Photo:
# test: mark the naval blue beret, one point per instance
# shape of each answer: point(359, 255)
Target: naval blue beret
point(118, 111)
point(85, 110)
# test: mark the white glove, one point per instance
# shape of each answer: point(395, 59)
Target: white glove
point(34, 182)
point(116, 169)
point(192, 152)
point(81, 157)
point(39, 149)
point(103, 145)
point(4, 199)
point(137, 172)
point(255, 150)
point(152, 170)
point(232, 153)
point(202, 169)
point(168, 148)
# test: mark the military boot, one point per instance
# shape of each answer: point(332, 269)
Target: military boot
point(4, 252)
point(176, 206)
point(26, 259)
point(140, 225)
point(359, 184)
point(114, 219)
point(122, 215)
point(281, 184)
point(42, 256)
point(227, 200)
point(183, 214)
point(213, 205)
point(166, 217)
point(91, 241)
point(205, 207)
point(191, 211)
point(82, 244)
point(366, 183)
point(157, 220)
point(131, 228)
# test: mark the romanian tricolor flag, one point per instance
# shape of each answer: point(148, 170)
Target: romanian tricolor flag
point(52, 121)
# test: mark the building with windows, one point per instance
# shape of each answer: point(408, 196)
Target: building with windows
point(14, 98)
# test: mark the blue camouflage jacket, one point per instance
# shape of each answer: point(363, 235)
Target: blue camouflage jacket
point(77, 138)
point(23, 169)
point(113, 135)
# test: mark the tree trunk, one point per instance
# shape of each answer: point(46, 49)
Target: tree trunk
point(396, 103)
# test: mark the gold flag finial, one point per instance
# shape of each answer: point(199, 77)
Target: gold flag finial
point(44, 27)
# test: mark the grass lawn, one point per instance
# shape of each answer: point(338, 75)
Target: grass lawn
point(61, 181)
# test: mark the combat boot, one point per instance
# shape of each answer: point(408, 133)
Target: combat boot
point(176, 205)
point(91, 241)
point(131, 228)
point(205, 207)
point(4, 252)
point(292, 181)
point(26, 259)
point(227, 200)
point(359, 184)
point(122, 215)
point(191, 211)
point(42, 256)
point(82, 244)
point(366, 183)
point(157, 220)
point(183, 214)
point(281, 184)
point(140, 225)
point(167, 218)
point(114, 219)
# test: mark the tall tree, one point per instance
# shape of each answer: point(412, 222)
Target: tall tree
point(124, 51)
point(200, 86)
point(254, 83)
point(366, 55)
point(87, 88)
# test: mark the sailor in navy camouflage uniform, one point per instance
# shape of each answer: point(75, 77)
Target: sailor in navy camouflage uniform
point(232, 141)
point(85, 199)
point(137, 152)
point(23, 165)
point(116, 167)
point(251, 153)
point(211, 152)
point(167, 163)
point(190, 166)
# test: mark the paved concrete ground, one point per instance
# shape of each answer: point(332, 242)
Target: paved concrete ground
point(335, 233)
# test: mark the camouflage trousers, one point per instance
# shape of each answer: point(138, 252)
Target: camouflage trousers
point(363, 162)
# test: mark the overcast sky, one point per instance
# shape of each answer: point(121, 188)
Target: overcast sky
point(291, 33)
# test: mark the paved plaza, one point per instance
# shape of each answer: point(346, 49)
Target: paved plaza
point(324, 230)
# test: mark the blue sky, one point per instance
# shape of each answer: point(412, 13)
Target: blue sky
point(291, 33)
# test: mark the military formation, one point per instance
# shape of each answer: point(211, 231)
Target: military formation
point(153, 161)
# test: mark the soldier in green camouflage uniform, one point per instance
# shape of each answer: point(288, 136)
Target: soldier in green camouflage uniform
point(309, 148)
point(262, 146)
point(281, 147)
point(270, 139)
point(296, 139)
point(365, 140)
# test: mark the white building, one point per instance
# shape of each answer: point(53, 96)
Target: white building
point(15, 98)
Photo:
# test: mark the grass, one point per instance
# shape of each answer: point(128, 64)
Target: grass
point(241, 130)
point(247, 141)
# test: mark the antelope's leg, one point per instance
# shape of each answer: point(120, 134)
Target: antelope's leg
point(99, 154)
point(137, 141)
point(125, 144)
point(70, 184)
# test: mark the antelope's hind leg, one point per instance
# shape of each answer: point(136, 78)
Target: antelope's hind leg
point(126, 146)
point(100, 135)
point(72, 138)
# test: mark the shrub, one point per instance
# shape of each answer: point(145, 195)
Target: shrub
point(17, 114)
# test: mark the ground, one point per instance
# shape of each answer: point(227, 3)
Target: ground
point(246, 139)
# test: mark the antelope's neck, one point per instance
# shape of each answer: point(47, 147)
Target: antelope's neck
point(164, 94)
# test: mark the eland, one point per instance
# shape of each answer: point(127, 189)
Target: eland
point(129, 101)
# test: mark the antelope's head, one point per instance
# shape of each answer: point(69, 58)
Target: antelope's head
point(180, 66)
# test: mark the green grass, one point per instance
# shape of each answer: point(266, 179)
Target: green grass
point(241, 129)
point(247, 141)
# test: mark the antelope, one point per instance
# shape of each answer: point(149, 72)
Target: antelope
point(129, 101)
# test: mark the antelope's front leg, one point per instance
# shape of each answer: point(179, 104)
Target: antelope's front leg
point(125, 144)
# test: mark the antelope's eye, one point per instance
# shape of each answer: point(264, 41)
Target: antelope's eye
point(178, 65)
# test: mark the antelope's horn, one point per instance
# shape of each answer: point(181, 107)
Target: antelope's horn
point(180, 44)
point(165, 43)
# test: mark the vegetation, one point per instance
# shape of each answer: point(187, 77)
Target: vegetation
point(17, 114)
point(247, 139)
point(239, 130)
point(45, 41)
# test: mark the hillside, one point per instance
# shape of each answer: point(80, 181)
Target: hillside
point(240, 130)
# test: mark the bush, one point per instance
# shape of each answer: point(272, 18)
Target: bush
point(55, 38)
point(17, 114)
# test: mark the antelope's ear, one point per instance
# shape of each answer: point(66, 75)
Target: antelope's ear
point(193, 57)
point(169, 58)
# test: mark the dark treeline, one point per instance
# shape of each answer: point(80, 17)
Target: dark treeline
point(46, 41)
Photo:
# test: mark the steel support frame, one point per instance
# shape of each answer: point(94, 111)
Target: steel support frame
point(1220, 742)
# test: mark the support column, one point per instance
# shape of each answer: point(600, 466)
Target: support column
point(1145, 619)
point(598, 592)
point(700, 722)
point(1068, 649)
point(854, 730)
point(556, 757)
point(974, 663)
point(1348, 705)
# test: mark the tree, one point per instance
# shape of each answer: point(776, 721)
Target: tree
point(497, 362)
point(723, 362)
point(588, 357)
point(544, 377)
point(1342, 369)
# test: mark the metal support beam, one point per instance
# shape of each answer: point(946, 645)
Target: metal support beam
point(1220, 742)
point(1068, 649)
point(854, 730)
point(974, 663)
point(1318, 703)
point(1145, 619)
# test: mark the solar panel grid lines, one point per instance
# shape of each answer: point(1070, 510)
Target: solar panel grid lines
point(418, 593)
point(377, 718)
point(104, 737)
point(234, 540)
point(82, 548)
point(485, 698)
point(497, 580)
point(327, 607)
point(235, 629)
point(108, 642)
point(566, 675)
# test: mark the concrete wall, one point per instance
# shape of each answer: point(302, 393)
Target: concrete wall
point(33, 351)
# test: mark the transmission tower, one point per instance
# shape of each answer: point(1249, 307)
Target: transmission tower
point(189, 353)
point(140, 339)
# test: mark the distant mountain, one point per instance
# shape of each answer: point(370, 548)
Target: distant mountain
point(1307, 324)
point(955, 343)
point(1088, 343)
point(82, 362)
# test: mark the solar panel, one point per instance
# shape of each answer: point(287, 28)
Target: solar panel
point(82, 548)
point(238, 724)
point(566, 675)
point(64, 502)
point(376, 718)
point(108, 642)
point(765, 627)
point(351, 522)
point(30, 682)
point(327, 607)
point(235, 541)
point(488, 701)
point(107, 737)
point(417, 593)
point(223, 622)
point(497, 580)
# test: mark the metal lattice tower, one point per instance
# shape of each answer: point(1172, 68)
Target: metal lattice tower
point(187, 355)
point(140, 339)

○ ○ ○ ○ ○ ○ ○

_What to produce_:
Rescale everything from the line containing "# test: mark the transmission" down to the end of the records, reproducing every line, requests included. Multiply each answer coordinate by 0.75 and round it to a whole number (halves go up), leaving the requests and their format samples unchanged.

_Written response_:
# test: mark the transmission tower, one point per instance
# shape of each answer: point(1249, 307)
Target: transmission tower
point(142, 265)
point(105, 254)
# test: mark the distant mountain, one point per instance
# shape of each answer: point(370, 548)
Target: distant mountain
point(980, 243)
point(716, 257)
point(816, 257)
point(62, 272)
# test: mark the solar panel, one point per instance
# shape of each answer: point(287, 28)
Target: solar panel
point(62, 411)
point(179, 543)
point(425, 506)
point(48, 377)
point(282, 539)
point(81, 482)
point(574, 470)
point(263, 392)
point(23, 512)
point(245, 455)
point(176, 406)
point(366, 526)
point(80, 553)
point(313, 445)
point(167, 467)
point(373, 435)
# test: mark the metal lattice tower, one point per instance
# shape of each answer: point(1172, 68)
Target: metal lattice tower
point(140, 266)
point(105, 254)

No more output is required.